Reproduce the records below word for word, starting at the line that contains "Phrase: parked black car" and ending at the last line of the records.

Entries from a dataset
===
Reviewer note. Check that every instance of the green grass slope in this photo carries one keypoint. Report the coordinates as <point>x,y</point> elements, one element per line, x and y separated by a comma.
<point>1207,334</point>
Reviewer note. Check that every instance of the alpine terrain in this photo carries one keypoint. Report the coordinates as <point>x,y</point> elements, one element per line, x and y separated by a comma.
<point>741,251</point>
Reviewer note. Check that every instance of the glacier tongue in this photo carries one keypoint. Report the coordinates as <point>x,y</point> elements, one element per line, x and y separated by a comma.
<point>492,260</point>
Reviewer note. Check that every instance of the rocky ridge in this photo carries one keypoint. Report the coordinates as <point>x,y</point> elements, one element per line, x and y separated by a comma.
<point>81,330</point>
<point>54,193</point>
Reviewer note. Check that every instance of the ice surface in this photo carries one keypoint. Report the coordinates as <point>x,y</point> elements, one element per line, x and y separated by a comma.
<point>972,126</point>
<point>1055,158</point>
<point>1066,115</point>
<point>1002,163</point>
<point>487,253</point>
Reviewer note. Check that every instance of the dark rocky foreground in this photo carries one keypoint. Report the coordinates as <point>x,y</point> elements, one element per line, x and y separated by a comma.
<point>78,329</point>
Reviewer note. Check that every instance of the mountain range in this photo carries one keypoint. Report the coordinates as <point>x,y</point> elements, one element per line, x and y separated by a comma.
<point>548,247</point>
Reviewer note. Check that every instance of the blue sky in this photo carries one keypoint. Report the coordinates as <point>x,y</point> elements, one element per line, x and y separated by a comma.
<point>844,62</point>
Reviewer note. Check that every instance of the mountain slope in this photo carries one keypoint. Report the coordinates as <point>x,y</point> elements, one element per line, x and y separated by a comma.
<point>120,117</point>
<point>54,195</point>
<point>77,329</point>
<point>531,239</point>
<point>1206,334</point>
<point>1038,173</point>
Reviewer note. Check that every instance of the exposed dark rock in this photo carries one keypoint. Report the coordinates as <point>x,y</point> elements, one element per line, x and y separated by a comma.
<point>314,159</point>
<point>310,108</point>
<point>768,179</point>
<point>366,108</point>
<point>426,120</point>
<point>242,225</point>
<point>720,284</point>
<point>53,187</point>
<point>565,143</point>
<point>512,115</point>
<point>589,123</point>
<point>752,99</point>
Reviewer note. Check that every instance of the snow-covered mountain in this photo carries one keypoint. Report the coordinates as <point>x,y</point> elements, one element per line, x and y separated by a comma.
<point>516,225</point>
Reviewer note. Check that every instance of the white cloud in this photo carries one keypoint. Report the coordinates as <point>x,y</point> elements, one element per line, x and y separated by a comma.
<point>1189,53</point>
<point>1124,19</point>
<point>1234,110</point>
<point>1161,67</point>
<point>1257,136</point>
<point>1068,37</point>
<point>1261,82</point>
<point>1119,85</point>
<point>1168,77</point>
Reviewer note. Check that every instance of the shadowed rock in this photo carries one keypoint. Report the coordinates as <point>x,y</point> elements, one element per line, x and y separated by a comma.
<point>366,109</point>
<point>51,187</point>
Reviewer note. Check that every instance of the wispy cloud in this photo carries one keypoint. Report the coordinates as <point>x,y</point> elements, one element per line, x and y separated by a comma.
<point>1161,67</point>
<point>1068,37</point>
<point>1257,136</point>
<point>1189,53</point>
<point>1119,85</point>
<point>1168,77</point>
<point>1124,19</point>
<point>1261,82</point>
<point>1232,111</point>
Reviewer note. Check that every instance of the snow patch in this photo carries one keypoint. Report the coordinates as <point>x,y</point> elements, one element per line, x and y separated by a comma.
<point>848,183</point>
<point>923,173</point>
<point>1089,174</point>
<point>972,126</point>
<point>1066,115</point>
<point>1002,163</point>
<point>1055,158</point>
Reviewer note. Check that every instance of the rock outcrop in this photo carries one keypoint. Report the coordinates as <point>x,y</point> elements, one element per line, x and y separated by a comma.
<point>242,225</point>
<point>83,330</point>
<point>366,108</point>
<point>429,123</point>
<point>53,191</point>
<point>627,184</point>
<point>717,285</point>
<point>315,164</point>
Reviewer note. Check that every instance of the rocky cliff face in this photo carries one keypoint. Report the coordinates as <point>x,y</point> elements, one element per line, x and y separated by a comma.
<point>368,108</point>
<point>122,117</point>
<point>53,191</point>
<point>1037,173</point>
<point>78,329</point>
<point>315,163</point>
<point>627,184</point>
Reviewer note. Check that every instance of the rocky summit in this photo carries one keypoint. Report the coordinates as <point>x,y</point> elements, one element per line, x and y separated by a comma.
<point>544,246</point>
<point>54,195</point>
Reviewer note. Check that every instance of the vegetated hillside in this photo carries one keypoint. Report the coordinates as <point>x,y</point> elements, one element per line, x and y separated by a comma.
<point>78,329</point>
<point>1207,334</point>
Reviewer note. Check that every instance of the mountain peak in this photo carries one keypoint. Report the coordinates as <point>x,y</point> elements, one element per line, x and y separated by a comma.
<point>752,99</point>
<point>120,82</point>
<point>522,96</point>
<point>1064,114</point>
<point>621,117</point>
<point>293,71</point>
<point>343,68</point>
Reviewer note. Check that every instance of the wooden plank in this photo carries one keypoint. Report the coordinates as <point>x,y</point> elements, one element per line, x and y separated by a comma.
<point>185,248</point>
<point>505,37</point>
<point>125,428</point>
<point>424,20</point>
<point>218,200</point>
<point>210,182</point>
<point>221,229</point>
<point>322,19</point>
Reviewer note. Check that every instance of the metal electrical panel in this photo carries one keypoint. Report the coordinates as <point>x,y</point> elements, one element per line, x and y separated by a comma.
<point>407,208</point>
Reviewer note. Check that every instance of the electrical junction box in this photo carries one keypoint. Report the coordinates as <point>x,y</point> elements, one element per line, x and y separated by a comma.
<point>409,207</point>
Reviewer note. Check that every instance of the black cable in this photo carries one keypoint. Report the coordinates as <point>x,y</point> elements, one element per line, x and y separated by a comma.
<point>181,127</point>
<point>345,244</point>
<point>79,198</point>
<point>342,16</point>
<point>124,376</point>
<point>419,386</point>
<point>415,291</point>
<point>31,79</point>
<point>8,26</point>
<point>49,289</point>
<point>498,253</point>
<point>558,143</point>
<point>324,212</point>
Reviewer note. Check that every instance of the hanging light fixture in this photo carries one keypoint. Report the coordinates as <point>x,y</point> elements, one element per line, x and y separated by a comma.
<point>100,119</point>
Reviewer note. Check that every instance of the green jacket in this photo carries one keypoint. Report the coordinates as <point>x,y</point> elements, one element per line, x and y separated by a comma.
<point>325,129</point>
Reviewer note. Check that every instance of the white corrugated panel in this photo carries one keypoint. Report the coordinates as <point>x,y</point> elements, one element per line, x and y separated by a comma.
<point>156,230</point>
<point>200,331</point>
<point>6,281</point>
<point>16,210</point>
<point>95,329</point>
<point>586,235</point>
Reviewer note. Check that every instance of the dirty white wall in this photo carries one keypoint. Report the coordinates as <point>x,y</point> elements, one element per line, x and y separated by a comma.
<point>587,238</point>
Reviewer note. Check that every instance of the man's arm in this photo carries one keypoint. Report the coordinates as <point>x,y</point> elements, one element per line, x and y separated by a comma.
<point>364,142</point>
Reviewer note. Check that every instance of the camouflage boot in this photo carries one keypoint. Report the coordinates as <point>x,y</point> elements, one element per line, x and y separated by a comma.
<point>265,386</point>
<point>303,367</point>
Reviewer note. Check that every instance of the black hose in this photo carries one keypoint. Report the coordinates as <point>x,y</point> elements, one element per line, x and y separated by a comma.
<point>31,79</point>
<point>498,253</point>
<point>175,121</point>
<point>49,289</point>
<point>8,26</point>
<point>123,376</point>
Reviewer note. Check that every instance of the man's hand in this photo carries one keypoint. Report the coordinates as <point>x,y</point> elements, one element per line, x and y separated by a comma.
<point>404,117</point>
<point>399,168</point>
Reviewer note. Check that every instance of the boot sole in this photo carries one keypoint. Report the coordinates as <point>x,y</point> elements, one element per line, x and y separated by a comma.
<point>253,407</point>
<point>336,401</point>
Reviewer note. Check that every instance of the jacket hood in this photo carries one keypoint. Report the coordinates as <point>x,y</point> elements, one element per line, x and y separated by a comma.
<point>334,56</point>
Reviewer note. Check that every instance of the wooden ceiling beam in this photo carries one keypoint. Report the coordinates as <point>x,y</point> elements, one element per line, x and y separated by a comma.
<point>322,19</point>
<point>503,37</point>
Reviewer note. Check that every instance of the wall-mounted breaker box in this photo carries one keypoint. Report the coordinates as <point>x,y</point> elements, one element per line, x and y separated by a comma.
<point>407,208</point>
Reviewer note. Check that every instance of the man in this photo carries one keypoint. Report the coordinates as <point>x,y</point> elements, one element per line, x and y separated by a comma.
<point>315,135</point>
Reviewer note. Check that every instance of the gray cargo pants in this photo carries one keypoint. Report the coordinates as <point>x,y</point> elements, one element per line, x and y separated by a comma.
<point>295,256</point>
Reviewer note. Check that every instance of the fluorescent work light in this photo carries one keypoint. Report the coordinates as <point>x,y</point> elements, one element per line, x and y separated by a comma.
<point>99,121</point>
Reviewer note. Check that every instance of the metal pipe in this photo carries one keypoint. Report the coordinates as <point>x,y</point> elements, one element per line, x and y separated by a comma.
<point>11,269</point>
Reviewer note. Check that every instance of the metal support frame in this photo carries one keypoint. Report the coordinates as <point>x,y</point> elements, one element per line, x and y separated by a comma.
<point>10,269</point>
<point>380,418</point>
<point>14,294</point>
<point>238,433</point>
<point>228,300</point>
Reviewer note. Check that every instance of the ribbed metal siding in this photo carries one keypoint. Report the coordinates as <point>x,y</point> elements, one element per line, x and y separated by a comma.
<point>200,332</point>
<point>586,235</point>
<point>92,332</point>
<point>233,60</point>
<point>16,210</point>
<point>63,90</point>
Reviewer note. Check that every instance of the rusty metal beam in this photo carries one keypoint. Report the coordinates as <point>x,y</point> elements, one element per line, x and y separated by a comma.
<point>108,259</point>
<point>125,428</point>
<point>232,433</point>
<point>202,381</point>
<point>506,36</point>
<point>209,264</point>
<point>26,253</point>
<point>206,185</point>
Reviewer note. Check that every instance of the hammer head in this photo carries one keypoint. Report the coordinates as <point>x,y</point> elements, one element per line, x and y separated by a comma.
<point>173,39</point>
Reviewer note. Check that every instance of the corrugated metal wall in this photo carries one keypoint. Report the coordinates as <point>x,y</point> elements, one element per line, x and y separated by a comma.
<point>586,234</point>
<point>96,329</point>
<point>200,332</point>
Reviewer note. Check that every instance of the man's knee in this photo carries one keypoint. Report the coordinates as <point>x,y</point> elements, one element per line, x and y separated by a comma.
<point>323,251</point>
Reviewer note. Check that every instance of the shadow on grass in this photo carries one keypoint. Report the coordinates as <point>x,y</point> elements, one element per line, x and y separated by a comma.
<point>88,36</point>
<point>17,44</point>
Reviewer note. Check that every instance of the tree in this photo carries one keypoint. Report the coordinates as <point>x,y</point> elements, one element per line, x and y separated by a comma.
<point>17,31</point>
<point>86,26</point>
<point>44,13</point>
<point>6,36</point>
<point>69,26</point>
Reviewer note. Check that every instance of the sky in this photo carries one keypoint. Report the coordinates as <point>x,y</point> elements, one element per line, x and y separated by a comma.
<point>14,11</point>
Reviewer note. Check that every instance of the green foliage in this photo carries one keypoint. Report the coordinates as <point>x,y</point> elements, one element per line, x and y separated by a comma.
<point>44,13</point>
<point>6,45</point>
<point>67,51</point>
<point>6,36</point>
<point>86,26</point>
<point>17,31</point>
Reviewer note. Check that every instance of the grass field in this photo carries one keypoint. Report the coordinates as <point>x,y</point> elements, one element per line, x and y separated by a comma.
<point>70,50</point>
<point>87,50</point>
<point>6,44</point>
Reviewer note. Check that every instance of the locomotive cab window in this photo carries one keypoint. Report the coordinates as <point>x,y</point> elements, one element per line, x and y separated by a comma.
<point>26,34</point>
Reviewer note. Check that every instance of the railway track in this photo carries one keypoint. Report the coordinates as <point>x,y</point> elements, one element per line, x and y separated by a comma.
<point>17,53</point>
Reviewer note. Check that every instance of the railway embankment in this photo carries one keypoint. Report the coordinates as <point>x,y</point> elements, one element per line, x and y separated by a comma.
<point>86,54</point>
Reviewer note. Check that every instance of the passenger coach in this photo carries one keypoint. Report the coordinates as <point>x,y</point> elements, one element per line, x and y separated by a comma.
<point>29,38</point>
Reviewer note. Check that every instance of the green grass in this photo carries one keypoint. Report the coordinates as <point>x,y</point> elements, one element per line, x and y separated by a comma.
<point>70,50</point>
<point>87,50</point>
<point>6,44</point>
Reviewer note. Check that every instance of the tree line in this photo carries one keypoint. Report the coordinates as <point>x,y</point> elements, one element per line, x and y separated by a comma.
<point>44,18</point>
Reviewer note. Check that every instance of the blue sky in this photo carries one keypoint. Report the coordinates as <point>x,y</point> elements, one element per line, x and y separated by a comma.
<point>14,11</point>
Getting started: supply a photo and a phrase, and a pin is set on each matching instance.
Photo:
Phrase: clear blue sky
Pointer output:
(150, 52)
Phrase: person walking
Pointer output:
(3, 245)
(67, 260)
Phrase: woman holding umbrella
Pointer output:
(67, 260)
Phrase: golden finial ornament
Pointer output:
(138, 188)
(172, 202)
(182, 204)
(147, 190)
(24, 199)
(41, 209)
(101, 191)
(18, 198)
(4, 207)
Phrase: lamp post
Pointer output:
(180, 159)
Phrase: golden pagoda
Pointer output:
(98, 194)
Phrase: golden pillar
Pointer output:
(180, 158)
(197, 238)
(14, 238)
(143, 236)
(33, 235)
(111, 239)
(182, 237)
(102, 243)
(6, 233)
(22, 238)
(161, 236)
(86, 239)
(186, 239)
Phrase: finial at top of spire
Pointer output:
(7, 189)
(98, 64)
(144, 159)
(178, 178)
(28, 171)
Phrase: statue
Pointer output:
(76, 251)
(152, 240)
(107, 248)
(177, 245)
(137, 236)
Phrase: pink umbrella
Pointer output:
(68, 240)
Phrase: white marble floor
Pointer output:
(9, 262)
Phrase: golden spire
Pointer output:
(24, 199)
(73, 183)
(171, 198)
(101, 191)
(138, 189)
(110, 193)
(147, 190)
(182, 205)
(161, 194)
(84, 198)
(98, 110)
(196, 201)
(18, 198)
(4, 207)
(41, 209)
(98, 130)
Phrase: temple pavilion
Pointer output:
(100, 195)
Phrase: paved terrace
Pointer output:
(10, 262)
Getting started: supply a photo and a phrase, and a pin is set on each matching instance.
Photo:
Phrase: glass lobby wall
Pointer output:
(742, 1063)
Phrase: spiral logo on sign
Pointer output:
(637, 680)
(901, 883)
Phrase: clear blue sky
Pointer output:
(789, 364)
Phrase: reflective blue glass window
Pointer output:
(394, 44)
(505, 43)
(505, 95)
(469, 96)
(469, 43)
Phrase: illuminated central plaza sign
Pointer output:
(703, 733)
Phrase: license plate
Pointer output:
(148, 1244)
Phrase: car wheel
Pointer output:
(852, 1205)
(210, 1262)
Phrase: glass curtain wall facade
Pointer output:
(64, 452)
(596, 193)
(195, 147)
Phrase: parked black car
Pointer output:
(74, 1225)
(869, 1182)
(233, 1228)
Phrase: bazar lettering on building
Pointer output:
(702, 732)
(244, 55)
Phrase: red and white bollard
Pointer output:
===
COMPLETE RESPONSE.
Phrase: parked black car
Pointer output:
(74, 1225)
(869, 1182)
(233, 1228)
Phrase: bazar lettering on building
Pointer output:
(702, 732)
(244, 55)
Phrase: red and white bollard
Pointer output:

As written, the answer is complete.